[Rows from an object pointing dataset]

* Begin *

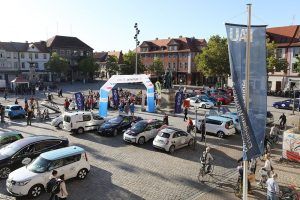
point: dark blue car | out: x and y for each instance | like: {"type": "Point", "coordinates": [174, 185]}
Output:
{"type": "Point", "coordinates": [287, 104]}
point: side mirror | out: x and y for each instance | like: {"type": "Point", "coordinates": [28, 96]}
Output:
{"type": "Point", "coordinates": [26, 161]}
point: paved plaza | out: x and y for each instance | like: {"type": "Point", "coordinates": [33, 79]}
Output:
{"type": "Point", "coordinates": [125, 171]}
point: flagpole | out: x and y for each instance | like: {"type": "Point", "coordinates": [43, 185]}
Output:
{"type": "Point", "coordinates": [247, 74]}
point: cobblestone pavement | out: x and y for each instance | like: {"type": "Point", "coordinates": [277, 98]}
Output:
{"type": "Point", "coordinates": [124, 171]}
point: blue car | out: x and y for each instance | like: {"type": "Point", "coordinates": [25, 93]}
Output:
{"type": "Point", "coordinates": [287, 104]}
{"type": "Point", "coordinates": [13, 111]}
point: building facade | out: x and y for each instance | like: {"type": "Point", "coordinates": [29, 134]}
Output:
{"type": "Point", "coordinates": [177, 55]}
{"type": "Point", "coordinates": [287, 39]}
{"type": "Point", "coordinates": [101, 60]}
{"type": "Point", "coordinates": [72, 49]}
{"type": "Point", "coordinates": [26, 59]}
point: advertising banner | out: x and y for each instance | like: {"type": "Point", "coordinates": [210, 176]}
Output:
{"type": "Point", "coordinates": [253, 121]}
{"type": "Point", "coordinates": [79, 98]}
{"type": "Point", "coordinates": [178, 102]}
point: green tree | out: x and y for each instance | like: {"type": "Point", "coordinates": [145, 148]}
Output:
{"type": "Point", "coordinates": [213, 60]}
{"type": "Point", "coordinates": [157, 67]}
{"type": "Point", "coordinates": [129, 64]}
{"type": "Point", "coordinates": [57, 64]}
{"type": "Point", "coordinates": [112, 66]}
{"type": "Point", "coordinates": [87, 66]}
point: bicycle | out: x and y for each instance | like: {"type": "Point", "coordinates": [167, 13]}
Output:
{"type": "Point", "coordinates": [203, 171]}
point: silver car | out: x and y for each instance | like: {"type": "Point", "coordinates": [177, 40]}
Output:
{"type": "Point", "coordinates": [170, 138]}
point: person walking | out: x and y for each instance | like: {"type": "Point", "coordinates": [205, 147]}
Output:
{"type": "Point", "coordinates": [63, 193]}
{"type": "Point", "coordinates": [189, 126]}
{"type": "Point", "coordinates": [29, 117]}
{"type": "Point", "coordinates": [185, 113]}
{"type": "Point", "coordinates": [272, 188]}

* End *

Please substitute "object" for "instance" in the listing, starting at the line that has "point: green tree" and stopping after the last line of the listing. Give only those lines again, with nothing else changed.

point: green tree | out: x and y for each object | like: {"type": "Point", "coordinates": [145, 148]}
Output:
{"type": "Point", "coordinates": [213, 60]}
{"type": "Point", "coordinates": [157, 67]}
{"type": "Point", "coordinates": [129, 64]}
{"type": "Point", "coordinates": [57, 64]}
{"type": "Point", "coordinates": [112, 66]}
{"type": "Point", "coordinates": [87, 66]}
point: bicycle | out: x and y for each object | like: {"type": "Point", "coordinates": [167, 13]}
Output:
{"type": "Point", "coordinates": [203, 171]}
point: silver car | out: x and y for each object | like: {"type": "Point", "coordinates": [177, 40]}
Output:
{"type": "Point", "coordinates": [170, 138]}
point: person walking | out: x and y for each object | like: {"type": "Point", "coordinates": [205, 147]}
Output:
{"type": "Point", "coordinates": [63, 193]}
{"type": "Point", "coordinates": [189, 126]}
{"type": "Point", "coordinates": [29, 117]}
{"type": "Point", "coordinates": [185, 113]}
{"type": "Point", "coordinates": [272, 188]}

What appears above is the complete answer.